### Exercise aim:
Print the HTML5 push notifications documentation below in full, word for word.

### Source text:
☆ ☆ ☆ ☆

2021-02-15 08:08:37 +01:00

17 KiB

title description ha_category ha_release ha_iot_class ha_domain ha_platforms
HTML5 Push Notifications Instructions on how to use the HTML5 push notifications platform from Home Assistant.
Notifications
0.27 Cloud Push html5
notify

The html5 notification platform enables you to receive push notifications to Chrome or Firefox, no matter where you are in the world. html5 also supports Chrome and Firefox on Android, which enables native-app-like integrations without actually needing a native app.

HTML5 push notifications do not work on iOS.

The GCM configuration option is deprecated and stopped working in May 2019, see https://developers.google.com/cloud-messaging/faq. If you are installing this platform for the first time, follow the VAPID configuration steps. To migrate your current installation from GCM to VAPID configuration, follow the instructions below. You can skip the first 3 steps and continue in step 4 with your existing project. You will also need to delete html5_push_registrations.conf and re-enable the notifications in your browser.

Configuration

To enable this platform, add the following lines to your configuration.yaml file:

# Example configuration.yaml entry
notify:
  - platform: html5
    name: NOTIFIER_NAME
    vapid_pub_key: YOUR_PUBLIC_KEY
    vapid_prv_key: YOUR_PRIVATE_KEY
    vapid_email: YOUR_EMAIL

Or

# Example configuration.yaml entry. 
# Warning: this option will be deprecated soon!

☆ ☆ ☆ ☆

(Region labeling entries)

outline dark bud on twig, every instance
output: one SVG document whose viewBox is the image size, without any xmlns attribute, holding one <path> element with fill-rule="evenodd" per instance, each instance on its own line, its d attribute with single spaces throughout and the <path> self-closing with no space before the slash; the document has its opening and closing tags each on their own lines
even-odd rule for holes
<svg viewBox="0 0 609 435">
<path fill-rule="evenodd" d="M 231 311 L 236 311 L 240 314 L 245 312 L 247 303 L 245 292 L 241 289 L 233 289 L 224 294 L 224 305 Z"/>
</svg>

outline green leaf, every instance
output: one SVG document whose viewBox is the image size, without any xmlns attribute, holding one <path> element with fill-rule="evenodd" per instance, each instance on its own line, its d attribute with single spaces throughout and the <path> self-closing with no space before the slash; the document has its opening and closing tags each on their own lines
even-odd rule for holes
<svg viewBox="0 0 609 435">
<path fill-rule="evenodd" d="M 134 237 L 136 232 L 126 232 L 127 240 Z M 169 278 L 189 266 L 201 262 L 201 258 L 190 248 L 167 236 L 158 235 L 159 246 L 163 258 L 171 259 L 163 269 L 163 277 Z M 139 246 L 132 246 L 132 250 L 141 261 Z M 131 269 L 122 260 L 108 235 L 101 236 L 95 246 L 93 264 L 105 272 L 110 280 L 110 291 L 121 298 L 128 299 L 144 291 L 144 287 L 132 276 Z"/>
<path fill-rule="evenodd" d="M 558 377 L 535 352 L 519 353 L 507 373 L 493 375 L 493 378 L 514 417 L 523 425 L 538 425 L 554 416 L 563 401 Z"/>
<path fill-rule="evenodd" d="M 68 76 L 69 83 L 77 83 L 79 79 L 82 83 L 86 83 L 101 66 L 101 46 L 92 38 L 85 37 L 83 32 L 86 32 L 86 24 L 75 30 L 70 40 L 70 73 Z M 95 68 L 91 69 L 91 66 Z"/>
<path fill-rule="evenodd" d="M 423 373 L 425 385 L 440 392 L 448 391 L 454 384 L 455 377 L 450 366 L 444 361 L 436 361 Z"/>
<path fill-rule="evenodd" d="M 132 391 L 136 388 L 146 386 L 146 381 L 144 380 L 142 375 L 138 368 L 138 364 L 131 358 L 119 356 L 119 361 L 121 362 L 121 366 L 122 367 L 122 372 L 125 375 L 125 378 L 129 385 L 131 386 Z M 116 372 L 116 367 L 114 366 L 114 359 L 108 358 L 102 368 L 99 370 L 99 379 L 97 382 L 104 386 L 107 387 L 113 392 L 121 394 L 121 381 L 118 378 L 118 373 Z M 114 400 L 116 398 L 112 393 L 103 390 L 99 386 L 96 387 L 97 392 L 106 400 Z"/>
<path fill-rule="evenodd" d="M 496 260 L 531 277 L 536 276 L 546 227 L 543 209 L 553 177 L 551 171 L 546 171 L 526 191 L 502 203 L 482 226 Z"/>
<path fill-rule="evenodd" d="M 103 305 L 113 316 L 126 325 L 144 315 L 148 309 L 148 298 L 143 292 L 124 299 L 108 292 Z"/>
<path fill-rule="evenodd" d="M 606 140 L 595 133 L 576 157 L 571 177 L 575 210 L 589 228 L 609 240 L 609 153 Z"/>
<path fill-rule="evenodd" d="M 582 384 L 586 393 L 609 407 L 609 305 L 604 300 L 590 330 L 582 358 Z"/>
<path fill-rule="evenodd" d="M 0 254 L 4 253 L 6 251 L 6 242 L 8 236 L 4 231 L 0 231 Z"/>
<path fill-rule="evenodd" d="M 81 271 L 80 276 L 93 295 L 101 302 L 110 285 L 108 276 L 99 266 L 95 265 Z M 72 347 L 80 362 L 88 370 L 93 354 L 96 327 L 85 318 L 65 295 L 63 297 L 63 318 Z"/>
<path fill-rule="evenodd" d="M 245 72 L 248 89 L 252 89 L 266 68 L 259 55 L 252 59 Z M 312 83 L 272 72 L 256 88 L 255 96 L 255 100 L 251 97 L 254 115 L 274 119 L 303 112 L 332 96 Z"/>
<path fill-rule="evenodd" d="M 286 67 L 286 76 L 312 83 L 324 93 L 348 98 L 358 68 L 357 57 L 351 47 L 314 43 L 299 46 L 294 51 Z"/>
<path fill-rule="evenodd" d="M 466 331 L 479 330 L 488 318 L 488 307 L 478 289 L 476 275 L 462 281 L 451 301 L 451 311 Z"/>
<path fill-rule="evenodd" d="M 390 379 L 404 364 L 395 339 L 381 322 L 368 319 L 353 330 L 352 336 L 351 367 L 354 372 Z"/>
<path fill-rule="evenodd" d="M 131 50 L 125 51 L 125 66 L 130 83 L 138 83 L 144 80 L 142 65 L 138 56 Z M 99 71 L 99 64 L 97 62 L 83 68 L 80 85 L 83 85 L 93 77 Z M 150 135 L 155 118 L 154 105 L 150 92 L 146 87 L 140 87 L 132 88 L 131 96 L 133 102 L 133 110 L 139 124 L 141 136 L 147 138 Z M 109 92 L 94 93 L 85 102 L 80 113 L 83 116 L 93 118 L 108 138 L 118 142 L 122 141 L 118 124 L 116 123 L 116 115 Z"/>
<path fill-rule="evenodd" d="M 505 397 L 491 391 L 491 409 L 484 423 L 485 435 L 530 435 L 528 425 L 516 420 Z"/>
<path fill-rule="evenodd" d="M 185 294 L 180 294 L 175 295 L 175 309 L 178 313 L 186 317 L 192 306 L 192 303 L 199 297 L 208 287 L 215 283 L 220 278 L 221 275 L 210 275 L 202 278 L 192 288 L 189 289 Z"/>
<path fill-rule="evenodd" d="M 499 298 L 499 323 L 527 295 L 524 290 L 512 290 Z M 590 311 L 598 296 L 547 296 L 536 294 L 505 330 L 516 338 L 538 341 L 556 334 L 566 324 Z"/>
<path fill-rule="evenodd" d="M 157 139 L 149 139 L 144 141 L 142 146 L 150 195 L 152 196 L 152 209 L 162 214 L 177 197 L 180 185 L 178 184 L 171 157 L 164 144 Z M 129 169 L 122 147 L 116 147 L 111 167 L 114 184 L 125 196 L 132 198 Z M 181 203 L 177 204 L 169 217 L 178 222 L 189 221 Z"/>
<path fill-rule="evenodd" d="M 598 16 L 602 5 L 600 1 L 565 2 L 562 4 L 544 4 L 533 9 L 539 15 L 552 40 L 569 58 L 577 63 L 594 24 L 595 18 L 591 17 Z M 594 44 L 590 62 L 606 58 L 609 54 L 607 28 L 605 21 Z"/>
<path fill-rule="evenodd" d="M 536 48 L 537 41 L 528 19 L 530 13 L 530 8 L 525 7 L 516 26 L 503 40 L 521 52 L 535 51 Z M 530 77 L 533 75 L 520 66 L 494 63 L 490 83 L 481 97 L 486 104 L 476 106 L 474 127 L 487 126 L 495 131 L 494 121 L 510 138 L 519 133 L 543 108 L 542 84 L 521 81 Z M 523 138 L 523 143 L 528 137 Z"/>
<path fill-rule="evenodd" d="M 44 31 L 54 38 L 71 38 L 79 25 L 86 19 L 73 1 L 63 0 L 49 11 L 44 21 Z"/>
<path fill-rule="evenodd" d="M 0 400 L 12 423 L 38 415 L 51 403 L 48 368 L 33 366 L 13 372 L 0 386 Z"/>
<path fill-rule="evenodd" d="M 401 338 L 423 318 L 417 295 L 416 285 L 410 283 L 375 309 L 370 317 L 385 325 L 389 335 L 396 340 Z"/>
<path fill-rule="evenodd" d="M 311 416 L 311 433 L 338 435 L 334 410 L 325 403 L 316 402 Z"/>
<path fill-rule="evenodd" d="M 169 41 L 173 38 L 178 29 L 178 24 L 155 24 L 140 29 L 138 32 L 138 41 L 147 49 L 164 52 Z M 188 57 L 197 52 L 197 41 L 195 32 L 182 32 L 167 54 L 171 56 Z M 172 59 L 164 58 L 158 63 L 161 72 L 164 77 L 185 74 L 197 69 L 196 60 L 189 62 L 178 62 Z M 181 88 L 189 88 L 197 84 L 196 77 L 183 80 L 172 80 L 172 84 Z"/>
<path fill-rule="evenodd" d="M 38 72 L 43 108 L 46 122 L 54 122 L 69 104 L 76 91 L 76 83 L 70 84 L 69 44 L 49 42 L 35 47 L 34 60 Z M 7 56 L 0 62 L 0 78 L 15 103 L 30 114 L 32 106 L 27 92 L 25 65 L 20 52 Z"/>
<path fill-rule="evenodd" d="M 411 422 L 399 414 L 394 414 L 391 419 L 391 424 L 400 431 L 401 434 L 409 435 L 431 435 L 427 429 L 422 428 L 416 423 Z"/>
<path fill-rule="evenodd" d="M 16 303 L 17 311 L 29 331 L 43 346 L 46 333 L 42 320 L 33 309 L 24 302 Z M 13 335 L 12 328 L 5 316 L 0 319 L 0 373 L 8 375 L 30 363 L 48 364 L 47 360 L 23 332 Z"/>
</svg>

☆ ☆ ☆ ☆

### The response:
2021-02-15 08:08:37 +01:00

17 KiB

title description ha_category ha_release ha_iot_class ha_domain ha_platforms
HTML5 Push Notifications Instructions on how to use the HTML5 push notifications platform from Home Assistant.
Notifications
0.27 Cloud Push html5
notify

The html5 notification platform enables you to receive push notifications to Chrome or Firefox, no matter where you are in the world. html5 also supports Chrome and Firefox on Android, which enables native-app-like integrations without actually needing a native app.

HTML5 push notifications do not work on iOS.

The GCM configuration option is deprecated and stopped working in May 2019, see https://developers.google.com/cloud-messaging/faq. If you are installing this platform for the first time, follow the VAPID configuration steps. To migrate your current installation from GCM to VAPID configuration, follow the instructions below. You can skip the first 3 steps and continue in step 4 with your existing project. You will also need to delete html5_push_registrations.conf and re-enable the notifications in your browser.

Configuration

To enable this platform, add the following lines to your configuration.yaml file:

# Example configuration.yaml entry
notify:
  - platform: html5
    name: NOTIFIER_NAME
    vapid_pub_key: YOUR_PUBLIC_KEY
    vapid_prv_key: YOUR_PRIVATE_KEY
    vapid_email: YOUR_EMAIL

Or

# Example configuration.yaml entry. 
# Warning: this option will be deprecated soon!